### WHAT IS EXPECTED
Print the records below line for line without any changes, leaving out the pictures.

==*==

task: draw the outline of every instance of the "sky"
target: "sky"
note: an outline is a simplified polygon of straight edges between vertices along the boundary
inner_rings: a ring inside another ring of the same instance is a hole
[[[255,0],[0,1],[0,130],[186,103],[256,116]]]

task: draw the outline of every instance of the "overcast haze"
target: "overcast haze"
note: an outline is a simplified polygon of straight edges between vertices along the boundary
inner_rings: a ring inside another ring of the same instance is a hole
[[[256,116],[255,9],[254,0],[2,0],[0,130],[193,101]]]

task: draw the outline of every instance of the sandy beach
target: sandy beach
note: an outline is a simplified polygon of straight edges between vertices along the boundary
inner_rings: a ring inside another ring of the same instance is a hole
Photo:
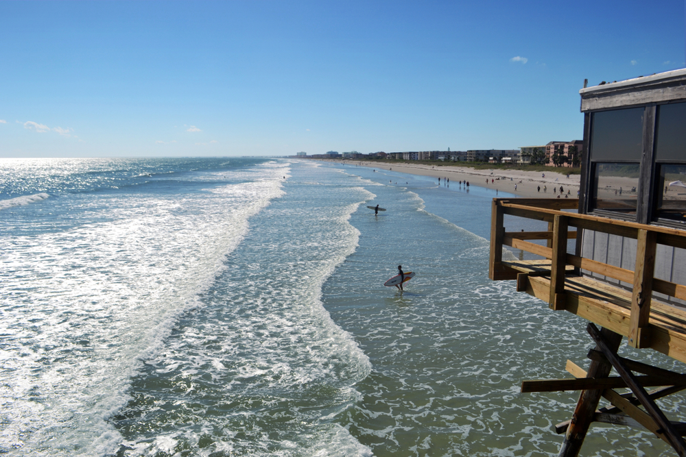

==*==

### THE COMPLETED TASK
task: draw the outline of every instance of the "sky"
target: "sky"
note: an outline is a simplified polygon of straight edges between vertices along the boundary
inner_rings: a ring inside another ring of the same instance is a hole
[[[255,0],[0,1],[0,130],[186,103],[256,116]]]

task: draw the outline of every instance of the "overcast haze"
target: "overcast haze"
note: an outline is a simplified polygon of straight edges between vertices along the boundary
inner_rings: a ring inside another ring of the same instance is a hole
[[[256,116],[255,9],[254,0],[2,0],[0,130],[193,101]]]

task: draw the outline of every instance of the sandy beach
target: sandy beach
note: an outline is a simplified polygon of straight edges between vertices along the boundary
inner_rings: a ring inside another ring of the same instance is a hole
Photo:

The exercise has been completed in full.